# EXTRACT:
-- Begin --
Sheriff Joe and Senator Max -- hot stuff
Max Cleland is the former U.S. senator from Georgia, a Vietnam vet who lost three of his four limbs at Khe Sahn when a green private didn't secure the pins on his grenades. And he's the politician whose supporters say he got swiftboated two years before John Kerry, when Republicans ran an ad with his picture alongside Osama bin Laden's and Saddam Hussein's, implicitly impugning his patriotism; an enraged John McCain called the ad ''reprehensible.''
As Cleland himself explained the election to me, ''Georgia had a senior moment.'' His book, ''Heart of a Patriot,'' isn't just about the 2002 election, but about his early commitment to politics -- lettering Stevenson-for-president signs with his mother's lipstick -- and to military service.
The youngest-ever head of the VA is still working on behalf of better treatment for his fellow veterans, and isn't hesitant about sizing up U.S. interests at home and abroad, like the Afghanistan war, in which, he says, we shouldn't be trying to turn Afghanistan into the 51st state.
Just as lively was Joe Arpaio, the elected sheriff of Maricopa County, Arizona, since 1993. He's the man who put jail inmates in pink underwear, cut them back to two meals a day, put them on chain gangs and has ardently gone after finding illegal immigrants. A new Justice Department rule would, by most interpretations, confine the sheriff's hunt for illegal immigrants to those who come through his jail system -- but he says other laws are on his side.
Arpaio, who revels in the description someone gave him as ''America's toughest sheriff,'' disputes an Arizona newspaper's Pulitzer Prize-winning findings that the illegal immigrant effort has lengthened lawmen's response times and left some violent crimes unsolved -- his language on this is a lot saltier than mine. And he will indeed be running for reelection in 2012, he assured me -- he'll be 80 years old.
-- End --
# EXERCISES TO COMPLETE:
• 1. For the column on Max Cleland and Joe Arpaio, decide whether each statement agrees with it, answering yes or no and quoting the exact words that settle it: (a) Cleland lost three of his four limbs at Khe Sahn. (b) Arpaio has been the elected sheriff of Maricopa County since 1993. (c) Arpaio accepts an Arizona newspaper's findings about his illegal immigrant effort.
• 2. Please set down the part of the Cleland and Arpaio column between "Arpaio, who revels" and "80 years old.", inclusive, with each word as it stands.

[Records from a collection]
-- Begin --
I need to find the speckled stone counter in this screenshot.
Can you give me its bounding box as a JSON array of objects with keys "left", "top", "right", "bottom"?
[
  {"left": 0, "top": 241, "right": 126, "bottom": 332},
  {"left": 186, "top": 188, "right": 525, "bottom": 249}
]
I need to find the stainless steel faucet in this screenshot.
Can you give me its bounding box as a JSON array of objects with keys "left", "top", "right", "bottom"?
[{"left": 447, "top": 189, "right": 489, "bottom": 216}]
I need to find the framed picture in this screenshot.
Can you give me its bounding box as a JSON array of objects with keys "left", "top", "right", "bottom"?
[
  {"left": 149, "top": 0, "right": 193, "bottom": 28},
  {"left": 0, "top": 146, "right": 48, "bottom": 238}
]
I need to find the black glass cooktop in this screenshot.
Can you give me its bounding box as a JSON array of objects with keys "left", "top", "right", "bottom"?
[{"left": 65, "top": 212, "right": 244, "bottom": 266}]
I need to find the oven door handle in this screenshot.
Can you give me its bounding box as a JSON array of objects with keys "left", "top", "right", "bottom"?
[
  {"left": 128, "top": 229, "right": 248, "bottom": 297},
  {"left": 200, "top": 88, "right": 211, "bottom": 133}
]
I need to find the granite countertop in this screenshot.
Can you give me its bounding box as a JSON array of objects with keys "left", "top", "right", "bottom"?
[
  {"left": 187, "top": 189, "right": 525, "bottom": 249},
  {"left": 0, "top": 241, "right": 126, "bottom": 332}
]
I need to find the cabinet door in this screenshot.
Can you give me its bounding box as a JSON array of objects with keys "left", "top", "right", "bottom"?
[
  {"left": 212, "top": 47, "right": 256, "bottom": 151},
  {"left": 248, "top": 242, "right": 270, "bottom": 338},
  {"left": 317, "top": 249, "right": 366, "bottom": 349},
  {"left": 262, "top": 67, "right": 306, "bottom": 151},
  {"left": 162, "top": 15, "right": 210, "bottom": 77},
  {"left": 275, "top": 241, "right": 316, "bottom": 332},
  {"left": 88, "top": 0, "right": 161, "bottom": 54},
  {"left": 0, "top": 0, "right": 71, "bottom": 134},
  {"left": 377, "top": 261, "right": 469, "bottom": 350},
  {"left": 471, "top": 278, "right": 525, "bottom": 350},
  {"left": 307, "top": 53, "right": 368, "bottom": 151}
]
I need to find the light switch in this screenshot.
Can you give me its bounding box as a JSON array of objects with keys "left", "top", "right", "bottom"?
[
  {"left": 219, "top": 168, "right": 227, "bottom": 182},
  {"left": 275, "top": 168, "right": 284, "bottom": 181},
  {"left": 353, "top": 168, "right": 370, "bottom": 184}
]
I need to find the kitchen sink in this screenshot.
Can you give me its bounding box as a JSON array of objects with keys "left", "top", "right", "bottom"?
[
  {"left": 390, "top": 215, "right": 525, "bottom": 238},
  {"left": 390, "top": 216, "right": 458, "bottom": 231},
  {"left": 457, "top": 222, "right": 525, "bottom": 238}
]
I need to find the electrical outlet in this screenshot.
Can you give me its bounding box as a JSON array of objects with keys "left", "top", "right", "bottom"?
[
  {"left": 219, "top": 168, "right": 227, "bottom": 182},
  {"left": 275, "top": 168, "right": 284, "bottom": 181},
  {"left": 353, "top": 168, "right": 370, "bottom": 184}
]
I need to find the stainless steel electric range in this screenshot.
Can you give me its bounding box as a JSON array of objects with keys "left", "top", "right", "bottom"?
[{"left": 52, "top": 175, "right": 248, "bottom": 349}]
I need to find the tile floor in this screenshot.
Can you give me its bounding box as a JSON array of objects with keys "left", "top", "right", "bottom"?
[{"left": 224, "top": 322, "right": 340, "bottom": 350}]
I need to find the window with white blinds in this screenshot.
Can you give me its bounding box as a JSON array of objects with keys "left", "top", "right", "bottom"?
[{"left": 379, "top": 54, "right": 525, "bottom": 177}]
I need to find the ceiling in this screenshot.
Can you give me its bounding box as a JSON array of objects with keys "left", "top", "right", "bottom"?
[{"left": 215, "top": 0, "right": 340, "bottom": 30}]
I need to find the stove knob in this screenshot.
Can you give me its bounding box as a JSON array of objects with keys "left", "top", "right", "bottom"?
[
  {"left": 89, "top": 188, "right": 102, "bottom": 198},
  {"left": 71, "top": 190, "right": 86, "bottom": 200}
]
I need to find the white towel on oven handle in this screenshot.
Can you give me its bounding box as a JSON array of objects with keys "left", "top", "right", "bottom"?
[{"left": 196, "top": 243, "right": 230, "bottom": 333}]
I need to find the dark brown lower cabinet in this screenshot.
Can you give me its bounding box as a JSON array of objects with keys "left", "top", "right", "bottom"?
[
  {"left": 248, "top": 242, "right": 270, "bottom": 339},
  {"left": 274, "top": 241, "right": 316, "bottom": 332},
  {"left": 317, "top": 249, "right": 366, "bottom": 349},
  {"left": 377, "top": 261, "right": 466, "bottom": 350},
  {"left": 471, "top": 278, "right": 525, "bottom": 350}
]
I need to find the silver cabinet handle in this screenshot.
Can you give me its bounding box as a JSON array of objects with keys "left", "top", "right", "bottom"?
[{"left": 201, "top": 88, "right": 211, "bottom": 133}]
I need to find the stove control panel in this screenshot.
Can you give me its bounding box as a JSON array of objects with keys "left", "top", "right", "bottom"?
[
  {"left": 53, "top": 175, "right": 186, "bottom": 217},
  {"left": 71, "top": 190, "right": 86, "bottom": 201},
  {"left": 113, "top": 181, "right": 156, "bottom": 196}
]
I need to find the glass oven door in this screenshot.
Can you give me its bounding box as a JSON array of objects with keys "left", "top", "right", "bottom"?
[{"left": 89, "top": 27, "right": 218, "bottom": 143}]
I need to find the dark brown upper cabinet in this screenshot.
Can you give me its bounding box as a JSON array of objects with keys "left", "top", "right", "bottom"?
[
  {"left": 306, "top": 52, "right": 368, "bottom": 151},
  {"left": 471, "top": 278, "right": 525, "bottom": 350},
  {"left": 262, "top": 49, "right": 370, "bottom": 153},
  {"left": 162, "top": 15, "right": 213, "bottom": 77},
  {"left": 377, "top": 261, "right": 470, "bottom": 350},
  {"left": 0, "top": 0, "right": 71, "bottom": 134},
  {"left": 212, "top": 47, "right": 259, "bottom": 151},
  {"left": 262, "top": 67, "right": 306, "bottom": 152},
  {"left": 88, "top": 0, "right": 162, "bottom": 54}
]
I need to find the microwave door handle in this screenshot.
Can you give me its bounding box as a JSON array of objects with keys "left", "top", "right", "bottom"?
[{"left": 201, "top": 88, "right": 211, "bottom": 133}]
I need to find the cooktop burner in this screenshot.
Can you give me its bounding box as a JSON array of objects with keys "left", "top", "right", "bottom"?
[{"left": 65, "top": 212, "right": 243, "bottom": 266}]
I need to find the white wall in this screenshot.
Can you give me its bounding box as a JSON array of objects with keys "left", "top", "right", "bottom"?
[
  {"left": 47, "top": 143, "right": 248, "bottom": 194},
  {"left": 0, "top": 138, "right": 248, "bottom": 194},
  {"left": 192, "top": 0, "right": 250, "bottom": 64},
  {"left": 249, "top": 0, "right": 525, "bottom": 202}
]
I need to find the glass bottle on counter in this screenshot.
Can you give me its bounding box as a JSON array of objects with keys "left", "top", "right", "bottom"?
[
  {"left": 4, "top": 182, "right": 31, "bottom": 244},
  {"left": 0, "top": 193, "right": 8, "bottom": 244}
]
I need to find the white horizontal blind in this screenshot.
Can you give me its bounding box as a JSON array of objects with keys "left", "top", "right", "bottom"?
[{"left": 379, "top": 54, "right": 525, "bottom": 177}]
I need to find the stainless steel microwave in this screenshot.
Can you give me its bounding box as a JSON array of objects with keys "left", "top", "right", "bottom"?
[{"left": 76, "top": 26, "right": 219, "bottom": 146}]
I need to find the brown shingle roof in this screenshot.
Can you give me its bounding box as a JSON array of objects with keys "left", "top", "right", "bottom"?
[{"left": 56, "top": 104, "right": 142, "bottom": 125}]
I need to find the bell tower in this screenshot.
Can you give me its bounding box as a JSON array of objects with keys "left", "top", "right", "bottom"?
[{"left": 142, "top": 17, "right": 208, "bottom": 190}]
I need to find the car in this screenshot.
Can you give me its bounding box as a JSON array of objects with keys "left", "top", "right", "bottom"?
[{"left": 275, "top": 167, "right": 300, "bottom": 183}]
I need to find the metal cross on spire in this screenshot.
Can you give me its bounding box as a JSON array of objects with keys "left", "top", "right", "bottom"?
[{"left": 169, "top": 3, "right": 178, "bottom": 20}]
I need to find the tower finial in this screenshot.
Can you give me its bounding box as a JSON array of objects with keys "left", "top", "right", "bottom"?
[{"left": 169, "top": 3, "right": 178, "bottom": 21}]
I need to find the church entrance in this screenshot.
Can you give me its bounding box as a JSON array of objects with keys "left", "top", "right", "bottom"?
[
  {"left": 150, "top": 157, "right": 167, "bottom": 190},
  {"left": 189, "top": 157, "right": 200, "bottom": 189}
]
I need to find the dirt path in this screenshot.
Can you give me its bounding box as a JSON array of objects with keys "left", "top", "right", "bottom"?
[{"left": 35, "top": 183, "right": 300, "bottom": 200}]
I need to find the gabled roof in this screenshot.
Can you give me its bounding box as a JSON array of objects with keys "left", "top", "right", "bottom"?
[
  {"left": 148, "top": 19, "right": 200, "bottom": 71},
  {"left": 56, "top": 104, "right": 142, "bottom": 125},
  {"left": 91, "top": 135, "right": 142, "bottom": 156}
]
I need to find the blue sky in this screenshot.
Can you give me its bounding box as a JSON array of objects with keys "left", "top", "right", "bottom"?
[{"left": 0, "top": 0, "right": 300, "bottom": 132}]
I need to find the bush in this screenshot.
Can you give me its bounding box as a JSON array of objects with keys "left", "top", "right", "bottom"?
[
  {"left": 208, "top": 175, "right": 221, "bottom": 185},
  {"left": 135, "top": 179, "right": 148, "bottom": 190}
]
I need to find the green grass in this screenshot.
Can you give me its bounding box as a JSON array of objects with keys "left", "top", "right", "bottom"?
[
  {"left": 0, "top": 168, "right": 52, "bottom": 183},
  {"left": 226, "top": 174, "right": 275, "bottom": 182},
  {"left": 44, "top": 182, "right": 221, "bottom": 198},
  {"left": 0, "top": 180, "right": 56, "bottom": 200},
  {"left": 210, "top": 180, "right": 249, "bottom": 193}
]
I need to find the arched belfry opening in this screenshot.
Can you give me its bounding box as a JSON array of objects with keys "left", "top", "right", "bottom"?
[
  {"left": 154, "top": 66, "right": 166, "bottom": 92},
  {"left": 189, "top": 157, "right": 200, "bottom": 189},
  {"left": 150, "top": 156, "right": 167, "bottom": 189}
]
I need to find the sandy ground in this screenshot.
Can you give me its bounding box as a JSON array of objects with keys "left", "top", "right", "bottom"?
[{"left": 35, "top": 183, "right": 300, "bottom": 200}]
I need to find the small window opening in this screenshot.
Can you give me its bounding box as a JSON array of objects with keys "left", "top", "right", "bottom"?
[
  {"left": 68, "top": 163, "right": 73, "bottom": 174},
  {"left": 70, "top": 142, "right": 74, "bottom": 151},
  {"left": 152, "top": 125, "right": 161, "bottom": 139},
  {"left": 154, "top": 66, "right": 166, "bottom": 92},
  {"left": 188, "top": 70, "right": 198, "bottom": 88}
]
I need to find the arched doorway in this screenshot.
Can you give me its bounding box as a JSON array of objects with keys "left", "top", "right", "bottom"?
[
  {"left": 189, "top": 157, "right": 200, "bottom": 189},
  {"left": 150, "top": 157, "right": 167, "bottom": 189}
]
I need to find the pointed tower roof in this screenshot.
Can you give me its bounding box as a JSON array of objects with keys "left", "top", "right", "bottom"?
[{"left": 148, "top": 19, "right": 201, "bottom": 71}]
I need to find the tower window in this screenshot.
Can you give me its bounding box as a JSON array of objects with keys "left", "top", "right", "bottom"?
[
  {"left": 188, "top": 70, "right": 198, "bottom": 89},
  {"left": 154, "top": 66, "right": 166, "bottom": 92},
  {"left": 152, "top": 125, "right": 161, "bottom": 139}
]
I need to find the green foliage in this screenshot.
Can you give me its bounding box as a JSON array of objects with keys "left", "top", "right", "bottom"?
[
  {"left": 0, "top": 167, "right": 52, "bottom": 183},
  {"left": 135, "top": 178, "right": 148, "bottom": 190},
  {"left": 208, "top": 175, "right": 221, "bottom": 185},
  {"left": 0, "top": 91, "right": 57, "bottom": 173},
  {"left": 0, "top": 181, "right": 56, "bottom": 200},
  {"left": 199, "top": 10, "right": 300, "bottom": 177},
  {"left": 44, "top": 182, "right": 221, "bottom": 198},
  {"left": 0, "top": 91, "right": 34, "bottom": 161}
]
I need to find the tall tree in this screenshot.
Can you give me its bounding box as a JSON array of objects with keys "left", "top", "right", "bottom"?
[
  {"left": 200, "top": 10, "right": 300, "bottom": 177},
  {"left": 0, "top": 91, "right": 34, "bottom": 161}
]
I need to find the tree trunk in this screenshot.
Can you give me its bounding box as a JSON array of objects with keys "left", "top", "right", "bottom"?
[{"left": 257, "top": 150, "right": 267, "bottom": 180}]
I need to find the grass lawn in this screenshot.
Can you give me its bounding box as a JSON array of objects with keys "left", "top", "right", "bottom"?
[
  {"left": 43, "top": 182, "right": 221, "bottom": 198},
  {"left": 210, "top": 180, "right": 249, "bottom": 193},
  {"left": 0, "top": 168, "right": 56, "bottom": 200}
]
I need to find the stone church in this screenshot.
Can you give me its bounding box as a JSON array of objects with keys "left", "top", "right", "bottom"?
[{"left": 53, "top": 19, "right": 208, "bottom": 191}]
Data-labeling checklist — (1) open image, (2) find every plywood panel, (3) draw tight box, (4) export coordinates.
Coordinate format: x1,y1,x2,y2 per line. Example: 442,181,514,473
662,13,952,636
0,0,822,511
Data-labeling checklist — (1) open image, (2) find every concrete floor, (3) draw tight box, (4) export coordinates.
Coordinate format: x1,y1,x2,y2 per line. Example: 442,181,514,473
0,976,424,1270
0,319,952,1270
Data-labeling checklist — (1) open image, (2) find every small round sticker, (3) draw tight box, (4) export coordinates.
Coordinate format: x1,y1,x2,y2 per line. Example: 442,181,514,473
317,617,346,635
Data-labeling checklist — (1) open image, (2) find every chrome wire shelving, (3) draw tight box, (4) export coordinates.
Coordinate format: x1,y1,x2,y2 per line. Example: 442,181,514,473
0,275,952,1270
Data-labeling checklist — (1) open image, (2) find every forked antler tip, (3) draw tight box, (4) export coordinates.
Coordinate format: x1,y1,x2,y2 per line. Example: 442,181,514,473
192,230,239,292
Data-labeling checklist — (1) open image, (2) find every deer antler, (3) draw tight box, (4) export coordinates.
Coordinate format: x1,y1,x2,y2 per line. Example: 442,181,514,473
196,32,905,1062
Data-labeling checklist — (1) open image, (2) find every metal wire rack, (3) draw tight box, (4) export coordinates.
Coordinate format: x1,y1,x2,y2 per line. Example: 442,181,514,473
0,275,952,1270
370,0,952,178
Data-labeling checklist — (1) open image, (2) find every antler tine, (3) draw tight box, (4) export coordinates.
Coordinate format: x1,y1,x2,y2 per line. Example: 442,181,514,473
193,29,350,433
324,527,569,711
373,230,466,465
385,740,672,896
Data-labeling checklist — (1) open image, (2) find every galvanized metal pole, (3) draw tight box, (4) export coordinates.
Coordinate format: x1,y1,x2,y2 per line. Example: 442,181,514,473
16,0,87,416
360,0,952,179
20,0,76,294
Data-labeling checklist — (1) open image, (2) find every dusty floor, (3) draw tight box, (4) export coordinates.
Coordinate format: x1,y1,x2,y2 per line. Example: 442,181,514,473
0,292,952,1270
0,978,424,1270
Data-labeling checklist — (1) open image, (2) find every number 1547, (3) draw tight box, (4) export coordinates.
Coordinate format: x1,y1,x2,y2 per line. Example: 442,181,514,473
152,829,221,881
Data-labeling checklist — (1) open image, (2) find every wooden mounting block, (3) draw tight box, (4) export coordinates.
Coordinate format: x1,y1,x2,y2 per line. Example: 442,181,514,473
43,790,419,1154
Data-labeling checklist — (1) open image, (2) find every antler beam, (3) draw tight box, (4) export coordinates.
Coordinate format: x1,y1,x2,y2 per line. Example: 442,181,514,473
-- End --
# CORRECT ANSWERS:
• 1.
(a) Yes: "a Vietnam vet who lost three of his four limbs at Khe Sahn"
(b) Yes: "the elected sheriff of Maricopa County, Arizona, since 1993"
(c) No: "disputes an Arizona newspaper's Pulitzer Prize-winning findings"

• 2.
Arpaio, who revels in the description someone gave him as ''America's toughest sheriff,'' disputes an Arizona newspaper's Pulitzer Prize-winning findings that the illegal immigrant effort has lengthened lawmen's response times and left some violent crimes unsolved -- his language on this is a lot saltier than mine. And he will indeed be running for reelection in 2012, he assured me -- he'll be 80 years old.